Excerpted text:

* * *

These economies have in common a flexible labor market in terms of hiring and firing procedures, a low level of red tape and relatively good financing conditions.
Small- and medium-sized enterprises (SMЕs) are crucial for еcоnоmic growth and prosperity worldwide.
SMEs account for the majority of businesses: according to the Government of Canada, small businesses make up about 98% of all businesses, with SMEs employing approximately 90% of all employees.
The SMEB helps SMEs understand the business environment in their domestic market or in a potential export market better and supports them in their decision-making.
It's based on six components: red tape, tax policy, labor market flexibility, financing, export opportunities and competition.
When comparing the rankings, it turns out that SMEs especially in Canada, the U.S., the Netherlands and also Belgium face comparatively less constraints compared to an average company.
Positives for Canadian SMEs include corporate taxes.

* * *

Raw data:
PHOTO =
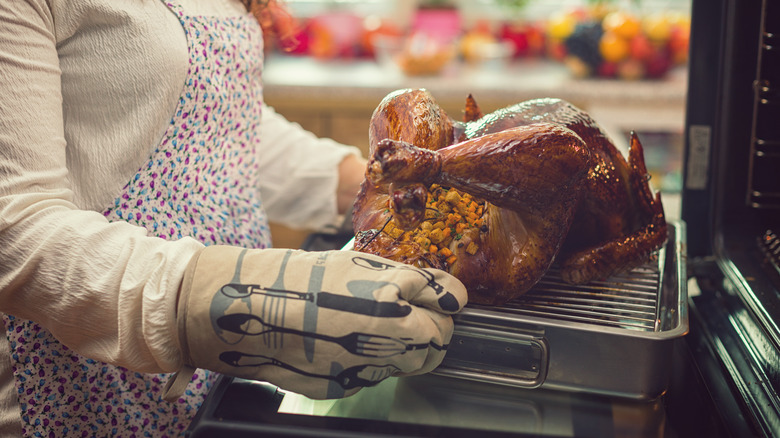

* * *

What is asked:
Answer from the text on small- and medium-sized enterprises:
(a) According to the Government of Canada, about what share of all businesses do small businesses make up?
(b) What six components is the SMEB based on?
(c) What does the text name as a positive for Canadian SMEs?

Result for this exercise:
(a) About 98%.
(b) Red tape, tax policy, labor market flexibility, financing, export opportunities and competition.
(c) Corporate taxes.